== FRAGMENTO PROPORCIONADO

Dichas críticas, tan necesarias, se inspiran en la formidable ética kantiana (aunque también en cierto antiamericanismo de manual). Responden a los ideales de nuestra civilización. Pero tienden a una especie de platonismo democrático. Se sitúan en el plano estricto de las ideas: desprecian los complejos laberintos de la realidad; desprecian los peligros y los intereses de la realidad; desprecian el fango de la realidad. Un fango que inevitablemente ensucia toda intervención destinada a defender, no sólo principios democráticos, sino vidas y haciendas. Nuestras vidas, nuestras haciendas. Nueva York, 11 de septiembre. Madrid, 11 de marzo. Noestamos en la academia de Platón, habitamos un mundo bárbaro y cruel. Para recordar de qué tipo de enemigo hablamos, bastará con subrayar que Al Qaeda ha usado el lavado de cerebro para convertir a sus secuaces en bombas suicidas.

Es conveniente señalar, censurar, cuestionar los inquietantes procedimientos con que, por miedo, venganza o interés, los americanos han ejecutado el plan de búsqueda, captura y ejecución de Bin Laden. Pero sería conveniente no caer en el amaneramiento moral. La sobreabundancia de condenas moralistas tiende a crear un bucle narcisista: artículos y tertulias morales se han encabalgado buscando en el estanque el reflejo de la bondad. Tanta unanimidad moral en una sociedad como la nuestra, interesada y corrupta como todas, implicada como todas en la defensa del bienestar, del buen comer y el bien vestir, ¿no revela cierta hipocresía, cierta gratuita superioridad moral?

====
== LÍNEAS DE DATOS

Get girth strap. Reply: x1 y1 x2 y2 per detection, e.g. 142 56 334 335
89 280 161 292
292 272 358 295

====

[REQUISITOS POR TAREA]:
a: Indica si cada afirmación coincide con el fragmento sobre las críticas a la captura de Bin Laden: (i) las críticas se inspiran en parte en cierto antiamericanismo de manual; (ii) las críticas se sitúan en el plano de los hechos concretos; (iii) el autor sostiene que no conviene cuestionar los procedimientos de los americanos. Responde sí o no y cita literalmente las palabras del fragmento que lo deciden.
b: Prolonga el fragmento sobre las críticas a la captura de Bin Laden a partir de su última oración.

[RESULTADOS POR TAREA]:
a:
(i) Sí: «aunque también en cierto antiamericanismo de manual».
(ii) No: «Se sitúan en el plano estricto de las ideas».
(iii) No: «Es conveniente señalar, censurar, cuestionar los inquietantes procedimientos».

b:
Es curioso observar cómo las condenas apocalípticas del frío realismo estadounidense se producen en la ignorancia de otros episodios europeos semejantes a los que ha protagonizado el comando de Obama. Enric Juliana recordaba el otro día el asesinato de Mussolini y las vejaciones a su cadáver. Sandro Pertini, el socialista europeo más simpático de la segunda mitad de siglo XX, firmó la orden en plan Obama. Convenía matar a Mussolini antes de que los aliados hicieran tratos con él. Una acción fundacional de la renaciente democracia italiana. ¿Y qué decir de la celebración del bombazo etarra a Carrero Blanco? Muchos de los que ahora se rasgan las vestiduras por la acción de Obama brindaron entonces con Delapierre. Otras muchas preguntas quedan en el aire. Por ejemplo: ¿no triunfó la revolución francesa, una de las dos matrices de la democracia, gracias a la guillotina y al Terror?

¿A qué responde nuestra obsesiva tendencia a exigir la bondad moral de la política? Por una parte, a la irrelevancia de nuestra opinión: apenas contamos en el concierto de las naciones: casi nadie nos escucha. Nuestras condenas morales salen, por consiguiente, gratis. Moralidad sin riesgo. Sin costes. Por otro lado: ¿no refleja el moralismo político cierto déficit espiritual? Eliminada de nuestra vida social toda forma de trascendencia religiosa, quedaría la nostalgia del absoluto. Quizás la obsesiva exigencia de perfección moral de la política procede de este vacío.

Se dice que el asesinato de Bin Laden lo convertirá en un mito para los islamistas. Un mito capaz de subyugar a otros sectoresmusulmanes, de propagar su escuela de odio. Veremos. La desaparición de Bin Laden recuerda la del Che Guevara. Desde que aquel mitificado guerrillero murió, su fama no ha hecho más que crecer en todo el mundo. Una fama que coincidió con la eclosión de la posmodernidad y la apoteosis del consumo. La fama del Che resiste el paso de las generaciones. Es un verdadero icono. Perfectos consumidores compran todavía camisetas y gadgets estampados con su decorativo rostro. Y, sin embargo, nada hay más alejado de la ideología del Che que la cultura pop. Ojalá el mito de Bin Laden tome este camino. El de un icono comercializable junto a los discos de Michael Jackson, junto a la foto de las torneadas piernas de Marilyn, pero ideológicamente infértil. Desactivado su mensaje de sangre gracias a la trivialidad de una fama decorativa.